PROBLEM REQUIREMENTS. What is needed is an exact copy of the lines in the entries below from the one holding "Indicate the sky" through the one holding "Target: sky", pictures excluded.
═════ DATA RECORDS
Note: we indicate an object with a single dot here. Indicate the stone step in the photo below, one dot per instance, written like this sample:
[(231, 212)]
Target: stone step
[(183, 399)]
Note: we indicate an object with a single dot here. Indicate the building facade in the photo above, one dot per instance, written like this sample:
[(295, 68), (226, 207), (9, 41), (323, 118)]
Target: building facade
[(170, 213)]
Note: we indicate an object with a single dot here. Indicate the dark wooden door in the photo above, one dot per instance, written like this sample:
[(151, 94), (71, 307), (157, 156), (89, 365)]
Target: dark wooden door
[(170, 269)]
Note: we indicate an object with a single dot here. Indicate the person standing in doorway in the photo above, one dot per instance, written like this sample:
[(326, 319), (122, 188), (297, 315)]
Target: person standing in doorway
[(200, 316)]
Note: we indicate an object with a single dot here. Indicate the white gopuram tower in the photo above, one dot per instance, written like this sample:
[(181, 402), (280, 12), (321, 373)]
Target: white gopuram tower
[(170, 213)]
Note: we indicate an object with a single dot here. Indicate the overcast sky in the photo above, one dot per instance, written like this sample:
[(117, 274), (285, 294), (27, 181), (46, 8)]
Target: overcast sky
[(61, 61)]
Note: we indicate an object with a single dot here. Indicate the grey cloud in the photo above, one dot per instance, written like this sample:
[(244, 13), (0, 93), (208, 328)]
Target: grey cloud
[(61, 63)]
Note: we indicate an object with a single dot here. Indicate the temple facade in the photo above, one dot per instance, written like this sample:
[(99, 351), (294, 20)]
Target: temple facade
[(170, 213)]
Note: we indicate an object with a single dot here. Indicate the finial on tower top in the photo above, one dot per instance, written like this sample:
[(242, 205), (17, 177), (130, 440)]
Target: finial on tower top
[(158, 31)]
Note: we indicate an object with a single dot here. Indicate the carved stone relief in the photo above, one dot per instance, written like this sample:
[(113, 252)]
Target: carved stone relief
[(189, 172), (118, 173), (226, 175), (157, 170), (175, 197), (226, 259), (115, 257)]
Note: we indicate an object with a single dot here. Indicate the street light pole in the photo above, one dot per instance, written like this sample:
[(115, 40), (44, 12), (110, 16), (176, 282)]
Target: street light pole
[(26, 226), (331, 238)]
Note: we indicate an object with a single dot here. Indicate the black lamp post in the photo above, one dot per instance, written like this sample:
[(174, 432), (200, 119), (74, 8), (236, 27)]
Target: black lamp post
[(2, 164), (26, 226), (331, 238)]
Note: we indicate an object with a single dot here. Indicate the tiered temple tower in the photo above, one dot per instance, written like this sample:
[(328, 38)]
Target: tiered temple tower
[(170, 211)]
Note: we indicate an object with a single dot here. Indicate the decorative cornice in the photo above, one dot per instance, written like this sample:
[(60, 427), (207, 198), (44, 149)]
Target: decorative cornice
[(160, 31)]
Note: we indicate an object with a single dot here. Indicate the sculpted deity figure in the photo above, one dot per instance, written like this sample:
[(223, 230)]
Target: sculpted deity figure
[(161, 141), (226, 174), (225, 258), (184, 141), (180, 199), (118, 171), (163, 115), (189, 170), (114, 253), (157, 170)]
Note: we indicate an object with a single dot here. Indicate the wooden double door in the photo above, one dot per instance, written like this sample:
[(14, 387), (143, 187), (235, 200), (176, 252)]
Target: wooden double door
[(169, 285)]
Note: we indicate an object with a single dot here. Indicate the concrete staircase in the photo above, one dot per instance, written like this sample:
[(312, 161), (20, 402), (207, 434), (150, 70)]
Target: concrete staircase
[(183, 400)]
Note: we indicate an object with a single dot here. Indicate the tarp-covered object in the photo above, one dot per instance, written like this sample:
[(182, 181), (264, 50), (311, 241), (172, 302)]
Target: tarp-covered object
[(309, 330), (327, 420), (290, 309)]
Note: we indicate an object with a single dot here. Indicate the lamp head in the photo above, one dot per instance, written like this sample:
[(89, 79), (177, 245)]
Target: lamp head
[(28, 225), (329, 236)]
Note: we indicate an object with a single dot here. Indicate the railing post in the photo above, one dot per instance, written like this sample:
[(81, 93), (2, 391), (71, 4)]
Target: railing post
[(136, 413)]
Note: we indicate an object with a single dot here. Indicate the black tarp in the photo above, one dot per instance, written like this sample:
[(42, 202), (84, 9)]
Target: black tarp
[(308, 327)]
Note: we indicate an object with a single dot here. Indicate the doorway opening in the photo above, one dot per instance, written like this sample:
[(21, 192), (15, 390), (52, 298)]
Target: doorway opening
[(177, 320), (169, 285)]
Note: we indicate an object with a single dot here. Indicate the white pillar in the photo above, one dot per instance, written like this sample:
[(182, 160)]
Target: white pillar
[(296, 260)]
══════════
═════ DATA RECORDS
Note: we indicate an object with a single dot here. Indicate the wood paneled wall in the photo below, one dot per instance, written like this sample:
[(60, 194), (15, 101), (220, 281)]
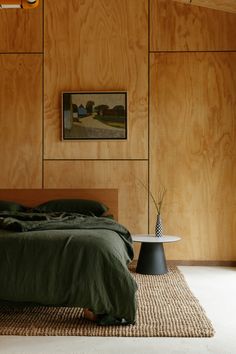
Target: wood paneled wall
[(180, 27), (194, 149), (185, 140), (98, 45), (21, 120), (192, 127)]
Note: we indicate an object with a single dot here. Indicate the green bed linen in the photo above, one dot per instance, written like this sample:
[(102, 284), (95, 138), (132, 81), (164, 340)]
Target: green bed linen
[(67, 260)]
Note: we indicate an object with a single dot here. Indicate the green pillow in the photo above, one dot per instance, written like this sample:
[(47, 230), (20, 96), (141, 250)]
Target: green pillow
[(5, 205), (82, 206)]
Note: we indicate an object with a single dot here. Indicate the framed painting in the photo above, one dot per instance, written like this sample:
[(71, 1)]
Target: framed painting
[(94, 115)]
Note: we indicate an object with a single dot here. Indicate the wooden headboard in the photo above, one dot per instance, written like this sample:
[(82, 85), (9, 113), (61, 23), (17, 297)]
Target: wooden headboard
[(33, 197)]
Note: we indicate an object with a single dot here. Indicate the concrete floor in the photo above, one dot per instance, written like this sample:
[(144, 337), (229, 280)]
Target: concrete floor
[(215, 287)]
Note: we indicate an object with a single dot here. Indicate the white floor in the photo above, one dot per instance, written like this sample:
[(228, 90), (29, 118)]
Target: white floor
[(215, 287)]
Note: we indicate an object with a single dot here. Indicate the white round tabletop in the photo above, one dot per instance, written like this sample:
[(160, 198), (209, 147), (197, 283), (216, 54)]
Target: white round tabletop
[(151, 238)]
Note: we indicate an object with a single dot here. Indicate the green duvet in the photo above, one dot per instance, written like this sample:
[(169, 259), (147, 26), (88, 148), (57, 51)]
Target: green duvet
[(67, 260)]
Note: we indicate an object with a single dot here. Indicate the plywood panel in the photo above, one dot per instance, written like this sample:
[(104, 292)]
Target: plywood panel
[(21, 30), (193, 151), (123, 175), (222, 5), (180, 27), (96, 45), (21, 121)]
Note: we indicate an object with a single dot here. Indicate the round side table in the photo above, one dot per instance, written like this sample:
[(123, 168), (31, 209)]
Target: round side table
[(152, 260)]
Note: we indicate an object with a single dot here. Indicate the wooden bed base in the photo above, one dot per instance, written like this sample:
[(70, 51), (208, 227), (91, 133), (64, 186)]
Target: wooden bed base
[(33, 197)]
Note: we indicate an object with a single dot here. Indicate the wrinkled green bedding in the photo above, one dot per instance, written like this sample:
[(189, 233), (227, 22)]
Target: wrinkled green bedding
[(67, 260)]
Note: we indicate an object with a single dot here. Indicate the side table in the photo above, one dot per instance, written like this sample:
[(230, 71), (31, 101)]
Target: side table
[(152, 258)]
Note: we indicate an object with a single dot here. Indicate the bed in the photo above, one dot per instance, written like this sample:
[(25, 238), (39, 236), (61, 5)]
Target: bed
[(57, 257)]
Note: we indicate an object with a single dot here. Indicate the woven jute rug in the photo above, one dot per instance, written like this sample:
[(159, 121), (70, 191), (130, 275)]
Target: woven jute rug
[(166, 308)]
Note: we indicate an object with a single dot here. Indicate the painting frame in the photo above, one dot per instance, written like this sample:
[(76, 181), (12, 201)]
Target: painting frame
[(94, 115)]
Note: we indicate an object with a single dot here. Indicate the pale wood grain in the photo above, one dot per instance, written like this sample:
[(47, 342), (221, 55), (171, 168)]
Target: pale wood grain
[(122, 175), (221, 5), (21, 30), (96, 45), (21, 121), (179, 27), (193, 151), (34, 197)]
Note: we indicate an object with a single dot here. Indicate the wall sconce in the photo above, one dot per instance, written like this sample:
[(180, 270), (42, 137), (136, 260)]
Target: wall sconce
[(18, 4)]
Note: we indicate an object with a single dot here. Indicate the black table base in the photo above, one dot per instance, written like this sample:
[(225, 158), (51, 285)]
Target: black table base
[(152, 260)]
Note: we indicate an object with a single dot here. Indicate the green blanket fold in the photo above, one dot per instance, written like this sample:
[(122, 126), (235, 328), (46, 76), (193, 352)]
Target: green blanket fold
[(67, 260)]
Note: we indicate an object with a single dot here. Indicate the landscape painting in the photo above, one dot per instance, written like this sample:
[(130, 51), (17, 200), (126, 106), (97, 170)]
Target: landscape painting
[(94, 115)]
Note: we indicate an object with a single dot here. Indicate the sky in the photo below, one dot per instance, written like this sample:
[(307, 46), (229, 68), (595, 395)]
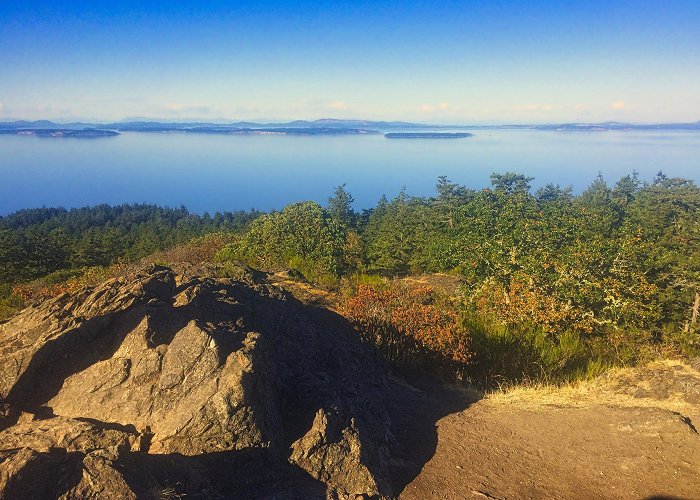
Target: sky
══════════
RESPONSE TO THIS TASK.
Note: we indicate an object with a single dot here. Indicate the sky in the photo below, one dot per instance, written like this sample:
[(307, 46), (229, 68), (595, 395)]
Target: sky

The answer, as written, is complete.